**Набор заданий:**
(1) Назовите все составляющие той совокупности, которой, по тексту о мифе, миф не исчерпывается.
(2) Верните, пожалуйста, без изменений участок текста о мифе от «При чтении тестов» до «источников 11-17 вв.» включительно.

**Приведённый фрагмент:**
------------------------------------------------

При чтении тестов возникших в иной культурной среде, наша память обязательно подведет нас. Она либо оставит нас «наедине» с новыми текстами, либо подставит «чужой» текст, содержащий те же (или похожие) слова, с которыми связаны, однако, совершенно иные значения и смыслы. Такая ситуация постоянно возникает при изучении древнерусских источников 11-17 вв.

Поскольку миф представляет собой не простую совокупность представлений, понятий и образов, но их взаимодействие, переплетение, его можно определить как текст, дарующий откровение, объясняющий тайны окружающего мира. Текст этот носит ритуальный, характер, т.к.предполагает определенный порядок обрядовых действий при совершении сакрального акта познания. Соблюдение данного ритуала (этикет) и следование ему является обязательным правилом существования в мифе. Любое отклонение от него способно разрушить весь этот мир. Поэтому соблюдение этикета расценивается обществом, объединенным данным мифом, как безусловно необходимое, а любая попытка изменить или заменить непонятное – как аморальное действие способное разрушить само общество. Важным выводом является то, что так называемый здравый смысл, а точнее, оценка «разумности» данного мифа с точки зрения другой, аналогичной системы, лишен на самом деле всякого смысла. Законы формальной логики могут действовать лишь в рамках одного конкретного мифа, но при сравнении положений различных мифологических систем.

------------------------------------------------

**Записи из источника данных:**
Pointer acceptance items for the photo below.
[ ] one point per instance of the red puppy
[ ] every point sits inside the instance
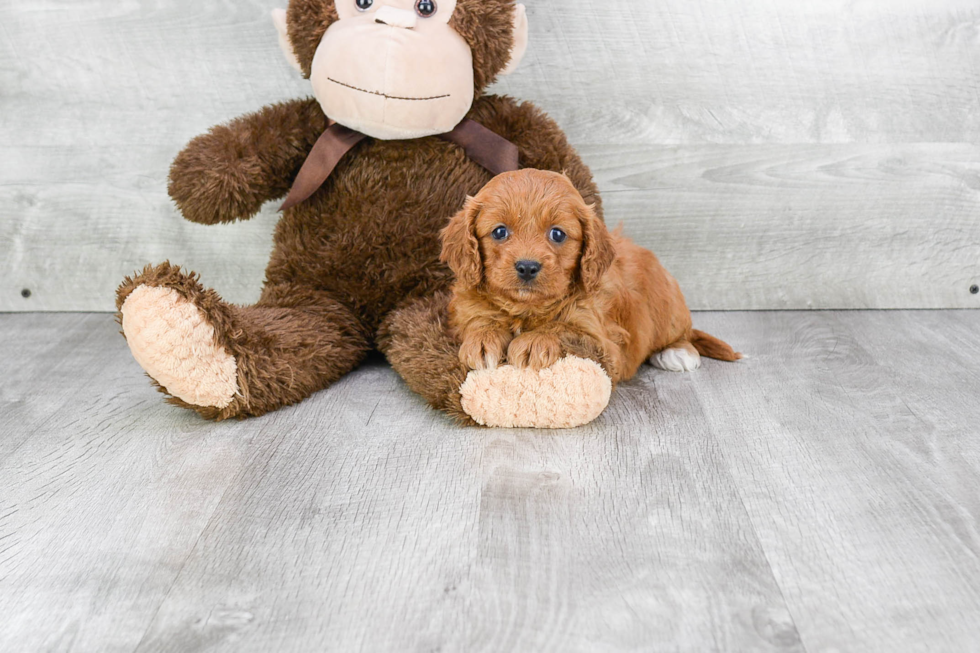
(538, 277)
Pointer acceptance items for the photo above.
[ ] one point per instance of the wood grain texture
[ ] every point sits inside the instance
(776, 154)
(820, 495)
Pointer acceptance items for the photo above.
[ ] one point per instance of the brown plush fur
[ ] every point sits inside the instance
(357, 265)
(591, 286)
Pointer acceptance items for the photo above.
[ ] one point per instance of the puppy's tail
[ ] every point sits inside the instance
(712, 347)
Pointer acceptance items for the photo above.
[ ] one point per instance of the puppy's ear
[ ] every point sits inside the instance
(460, 248)
(597, 249)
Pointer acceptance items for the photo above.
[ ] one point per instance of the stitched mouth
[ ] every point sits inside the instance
(384, 95)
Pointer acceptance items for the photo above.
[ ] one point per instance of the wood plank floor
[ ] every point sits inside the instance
(823, 495)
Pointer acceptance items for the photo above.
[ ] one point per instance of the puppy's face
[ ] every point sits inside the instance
(524, 237)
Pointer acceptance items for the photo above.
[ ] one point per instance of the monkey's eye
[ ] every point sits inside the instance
(425, 8)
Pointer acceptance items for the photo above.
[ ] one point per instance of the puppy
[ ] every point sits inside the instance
(538, 277)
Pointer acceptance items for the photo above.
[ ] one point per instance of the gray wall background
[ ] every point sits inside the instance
(775, 153)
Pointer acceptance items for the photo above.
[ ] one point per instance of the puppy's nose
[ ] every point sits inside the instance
(528, 270)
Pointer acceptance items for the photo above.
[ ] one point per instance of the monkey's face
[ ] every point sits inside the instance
(399, 69)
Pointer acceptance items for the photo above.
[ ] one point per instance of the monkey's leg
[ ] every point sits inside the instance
(231, 361)
(419, 345)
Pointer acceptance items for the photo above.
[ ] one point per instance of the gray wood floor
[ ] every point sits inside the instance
(822, 495)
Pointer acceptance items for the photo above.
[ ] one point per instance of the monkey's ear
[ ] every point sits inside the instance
(279, 18)
(520, 39)
(461, 249)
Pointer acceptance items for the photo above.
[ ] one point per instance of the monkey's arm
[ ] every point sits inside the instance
(541, 141)
(228, 173)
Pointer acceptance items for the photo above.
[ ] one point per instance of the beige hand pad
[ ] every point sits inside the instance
(175, 345)
(570, 393)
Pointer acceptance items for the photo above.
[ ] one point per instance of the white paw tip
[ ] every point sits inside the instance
(676, 360)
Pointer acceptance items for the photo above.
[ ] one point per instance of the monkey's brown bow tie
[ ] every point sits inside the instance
(493, 152)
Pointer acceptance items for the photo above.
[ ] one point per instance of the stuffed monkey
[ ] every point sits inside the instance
(398, 134)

------------------------------------------------

**Решения по заданиям:**
(1) Представления, понятия, образы.

(2)
При чтении тестов возникших в иной культурной среде, наша память обязательно подведет нас. Она либо оставит нас «наедине» с новыми текстами, либо подставит «чужой» текст, содержащий те же (или похожие) слова, с которыми связаны, однако, совершенно иные значения и смыслы. Такая ситуация постоянно возникает при изучении древнерусских источников 11-17 вв.